(Instruction) From the line containing "Expected behaviour: the pointer indicates one point on the blue" down to the last line of the material, return those lines verbatim and only those.
— Begin —
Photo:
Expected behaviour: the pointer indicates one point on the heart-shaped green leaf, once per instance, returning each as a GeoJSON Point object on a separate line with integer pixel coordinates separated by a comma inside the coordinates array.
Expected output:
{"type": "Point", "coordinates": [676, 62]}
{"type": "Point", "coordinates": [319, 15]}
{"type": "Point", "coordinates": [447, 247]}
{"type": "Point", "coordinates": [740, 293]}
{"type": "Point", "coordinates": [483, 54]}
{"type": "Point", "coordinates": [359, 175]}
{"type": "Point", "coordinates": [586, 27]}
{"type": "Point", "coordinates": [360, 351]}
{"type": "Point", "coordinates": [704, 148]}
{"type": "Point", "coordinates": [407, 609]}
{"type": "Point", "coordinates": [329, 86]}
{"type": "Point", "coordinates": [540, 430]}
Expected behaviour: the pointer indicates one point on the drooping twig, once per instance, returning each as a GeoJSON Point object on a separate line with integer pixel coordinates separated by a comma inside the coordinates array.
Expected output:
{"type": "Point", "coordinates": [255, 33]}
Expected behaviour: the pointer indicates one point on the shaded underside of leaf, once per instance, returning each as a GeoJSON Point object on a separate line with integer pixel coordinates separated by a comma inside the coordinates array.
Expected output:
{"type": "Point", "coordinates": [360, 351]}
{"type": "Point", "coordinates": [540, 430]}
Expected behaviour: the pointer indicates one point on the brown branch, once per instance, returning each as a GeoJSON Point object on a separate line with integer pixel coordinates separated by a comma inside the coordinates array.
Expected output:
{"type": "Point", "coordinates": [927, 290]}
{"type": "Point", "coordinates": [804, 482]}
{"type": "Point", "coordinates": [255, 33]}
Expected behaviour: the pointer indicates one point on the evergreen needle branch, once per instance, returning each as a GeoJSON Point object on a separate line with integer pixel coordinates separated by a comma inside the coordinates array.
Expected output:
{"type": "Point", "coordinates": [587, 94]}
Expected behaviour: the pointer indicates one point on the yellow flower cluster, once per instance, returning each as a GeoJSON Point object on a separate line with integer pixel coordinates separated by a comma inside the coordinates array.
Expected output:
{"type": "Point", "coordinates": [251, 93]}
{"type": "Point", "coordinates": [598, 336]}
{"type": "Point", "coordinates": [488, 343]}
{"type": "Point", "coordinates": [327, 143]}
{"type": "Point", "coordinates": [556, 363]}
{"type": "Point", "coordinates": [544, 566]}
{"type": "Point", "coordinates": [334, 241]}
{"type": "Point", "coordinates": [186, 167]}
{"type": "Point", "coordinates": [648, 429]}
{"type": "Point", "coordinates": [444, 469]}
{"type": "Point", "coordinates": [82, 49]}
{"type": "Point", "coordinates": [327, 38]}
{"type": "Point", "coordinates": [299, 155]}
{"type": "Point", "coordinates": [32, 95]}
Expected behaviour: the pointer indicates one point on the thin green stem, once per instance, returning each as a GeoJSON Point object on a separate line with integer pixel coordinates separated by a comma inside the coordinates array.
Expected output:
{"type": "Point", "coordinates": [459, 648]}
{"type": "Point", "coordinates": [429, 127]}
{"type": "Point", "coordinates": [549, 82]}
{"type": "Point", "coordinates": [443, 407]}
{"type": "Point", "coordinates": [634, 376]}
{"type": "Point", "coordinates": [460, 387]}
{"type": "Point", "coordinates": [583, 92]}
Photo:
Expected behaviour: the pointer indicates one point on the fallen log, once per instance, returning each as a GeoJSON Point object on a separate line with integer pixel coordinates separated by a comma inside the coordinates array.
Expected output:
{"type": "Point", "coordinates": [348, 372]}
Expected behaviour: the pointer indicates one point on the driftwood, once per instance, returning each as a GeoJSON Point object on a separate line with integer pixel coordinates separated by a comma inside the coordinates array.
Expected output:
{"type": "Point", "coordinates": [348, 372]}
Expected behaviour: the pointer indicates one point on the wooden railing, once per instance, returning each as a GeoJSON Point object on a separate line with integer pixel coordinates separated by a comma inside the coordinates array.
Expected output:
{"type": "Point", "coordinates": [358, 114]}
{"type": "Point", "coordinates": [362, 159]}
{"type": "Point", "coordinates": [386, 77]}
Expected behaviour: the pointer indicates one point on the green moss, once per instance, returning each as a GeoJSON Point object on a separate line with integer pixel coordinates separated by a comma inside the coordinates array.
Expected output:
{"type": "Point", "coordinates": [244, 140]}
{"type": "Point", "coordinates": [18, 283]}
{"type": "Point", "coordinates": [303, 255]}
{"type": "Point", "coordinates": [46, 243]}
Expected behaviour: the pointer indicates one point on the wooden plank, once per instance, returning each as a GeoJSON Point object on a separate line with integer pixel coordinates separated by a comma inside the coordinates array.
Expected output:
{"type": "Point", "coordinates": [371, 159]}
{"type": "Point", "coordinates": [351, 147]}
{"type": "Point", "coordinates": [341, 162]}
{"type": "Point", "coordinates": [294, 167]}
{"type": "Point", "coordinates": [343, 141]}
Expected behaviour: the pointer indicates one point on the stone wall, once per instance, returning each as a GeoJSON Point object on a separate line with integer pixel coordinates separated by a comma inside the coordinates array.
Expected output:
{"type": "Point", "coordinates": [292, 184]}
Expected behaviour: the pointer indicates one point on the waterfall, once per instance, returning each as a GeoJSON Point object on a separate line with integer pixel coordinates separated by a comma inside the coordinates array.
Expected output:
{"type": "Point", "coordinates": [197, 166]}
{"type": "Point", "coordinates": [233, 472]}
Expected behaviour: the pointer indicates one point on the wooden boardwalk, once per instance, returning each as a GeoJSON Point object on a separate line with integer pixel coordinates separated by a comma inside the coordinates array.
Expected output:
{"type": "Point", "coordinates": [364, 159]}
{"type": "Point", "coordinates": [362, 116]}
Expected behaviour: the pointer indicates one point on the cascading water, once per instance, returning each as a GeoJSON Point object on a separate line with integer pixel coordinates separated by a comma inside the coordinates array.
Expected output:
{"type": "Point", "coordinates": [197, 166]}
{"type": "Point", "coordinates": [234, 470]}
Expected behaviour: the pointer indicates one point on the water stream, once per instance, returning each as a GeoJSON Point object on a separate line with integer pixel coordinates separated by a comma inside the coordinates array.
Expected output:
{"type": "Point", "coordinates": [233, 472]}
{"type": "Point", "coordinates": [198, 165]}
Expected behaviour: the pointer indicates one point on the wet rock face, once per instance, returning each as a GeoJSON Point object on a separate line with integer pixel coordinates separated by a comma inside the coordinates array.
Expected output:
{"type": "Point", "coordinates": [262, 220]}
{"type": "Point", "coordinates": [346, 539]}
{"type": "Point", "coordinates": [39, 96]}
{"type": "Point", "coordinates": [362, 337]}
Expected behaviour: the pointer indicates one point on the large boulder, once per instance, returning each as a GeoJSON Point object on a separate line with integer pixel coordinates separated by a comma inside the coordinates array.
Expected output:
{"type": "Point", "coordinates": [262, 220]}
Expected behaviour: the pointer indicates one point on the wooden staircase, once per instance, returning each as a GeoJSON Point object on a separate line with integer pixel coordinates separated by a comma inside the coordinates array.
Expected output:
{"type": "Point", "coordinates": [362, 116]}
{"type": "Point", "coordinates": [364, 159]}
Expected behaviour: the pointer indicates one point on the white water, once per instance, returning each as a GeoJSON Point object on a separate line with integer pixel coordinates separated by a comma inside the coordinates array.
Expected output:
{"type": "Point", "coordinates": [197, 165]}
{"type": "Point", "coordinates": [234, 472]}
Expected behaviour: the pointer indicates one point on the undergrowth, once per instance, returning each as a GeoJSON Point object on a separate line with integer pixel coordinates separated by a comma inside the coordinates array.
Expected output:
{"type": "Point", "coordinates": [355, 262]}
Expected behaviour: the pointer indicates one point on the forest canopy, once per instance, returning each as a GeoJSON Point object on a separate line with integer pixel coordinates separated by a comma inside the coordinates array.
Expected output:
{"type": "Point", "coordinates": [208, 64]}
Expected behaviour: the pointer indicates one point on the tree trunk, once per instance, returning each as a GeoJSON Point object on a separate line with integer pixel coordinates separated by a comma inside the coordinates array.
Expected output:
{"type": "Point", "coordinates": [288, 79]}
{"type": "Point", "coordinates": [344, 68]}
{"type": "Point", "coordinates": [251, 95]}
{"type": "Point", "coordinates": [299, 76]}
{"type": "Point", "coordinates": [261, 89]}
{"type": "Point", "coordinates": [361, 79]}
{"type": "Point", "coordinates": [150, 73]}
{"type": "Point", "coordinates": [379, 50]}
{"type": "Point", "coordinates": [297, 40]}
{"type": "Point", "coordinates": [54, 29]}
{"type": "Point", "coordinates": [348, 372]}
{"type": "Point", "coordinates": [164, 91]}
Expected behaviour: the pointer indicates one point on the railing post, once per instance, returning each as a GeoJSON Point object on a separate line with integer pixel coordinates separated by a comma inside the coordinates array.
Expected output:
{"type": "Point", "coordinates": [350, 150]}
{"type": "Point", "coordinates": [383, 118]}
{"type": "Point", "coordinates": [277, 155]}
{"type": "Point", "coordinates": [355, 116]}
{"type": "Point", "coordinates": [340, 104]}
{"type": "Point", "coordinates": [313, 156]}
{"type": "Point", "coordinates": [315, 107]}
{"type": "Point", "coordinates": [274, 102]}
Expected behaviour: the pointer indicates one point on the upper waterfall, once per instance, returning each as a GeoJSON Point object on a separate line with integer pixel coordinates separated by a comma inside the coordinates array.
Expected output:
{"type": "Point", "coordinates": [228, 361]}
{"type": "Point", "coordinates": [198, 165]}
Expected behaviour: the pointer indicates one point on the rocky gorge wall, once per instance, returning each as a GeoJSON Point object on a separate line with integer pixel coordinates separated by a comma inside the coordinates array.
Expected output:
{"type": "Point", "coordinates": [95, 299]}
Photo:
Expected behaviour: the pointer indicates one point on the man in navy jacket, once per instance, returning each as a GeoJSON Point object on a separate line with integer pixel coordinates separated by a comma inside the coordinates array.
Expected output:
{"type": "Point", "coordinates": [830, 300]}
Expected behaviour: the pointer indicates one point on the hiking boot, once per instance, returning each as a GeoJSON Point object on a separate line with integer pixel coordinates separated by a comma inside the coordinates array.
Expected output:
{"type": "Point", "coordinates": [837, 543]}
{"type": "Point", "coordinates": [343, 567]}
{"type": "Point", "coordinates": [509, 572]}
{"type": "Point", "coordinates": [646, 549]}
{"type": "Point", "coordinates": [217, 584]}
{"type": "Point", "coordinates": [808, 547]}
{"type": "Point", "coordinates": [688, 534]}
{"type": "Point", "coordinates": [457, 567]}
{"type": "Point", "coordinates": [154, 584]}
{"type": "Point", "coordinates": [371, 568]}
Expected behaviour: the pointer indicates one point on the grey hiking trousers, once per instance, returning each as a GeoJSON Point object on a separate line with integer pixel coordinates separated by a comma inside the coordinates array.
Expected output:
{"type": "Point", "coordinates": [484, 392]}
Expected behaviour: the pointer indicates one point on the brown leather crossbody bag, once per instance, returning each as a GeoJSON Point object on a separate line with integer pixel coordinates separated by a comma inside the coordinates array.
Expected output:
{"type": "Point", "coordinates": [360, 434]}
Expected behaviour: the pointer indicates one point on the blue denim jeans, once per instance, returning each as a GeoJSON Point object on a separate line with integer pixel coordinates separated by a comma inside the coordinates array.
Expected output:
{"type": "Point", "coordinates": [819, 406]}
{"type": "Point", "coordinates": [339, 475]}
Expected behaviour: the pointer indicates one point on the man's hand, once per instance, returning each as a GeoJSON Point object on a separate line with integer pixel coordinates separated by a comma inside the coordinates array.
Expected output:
— End —
(Output for this exercise)
Expected behaviour: the pointer indicates one point on the blue denim jeans, once per instance, returning each as a GeoJSON Point object on a separate line with integer pixel coordinates separated by a comma inside the coordinates array.
Expected output:
{"type": "Point", "coordinates": [819, 406]}
{"type": "Point", "coordinates": [339, 475]}
Expected behaviour: the pointer indicates one point on the man's hand, once per instance, returning each as a GeoJSON Point object on a separate line with integer pixel coordinates separated by a comma inside the coordinates array.
Expected output:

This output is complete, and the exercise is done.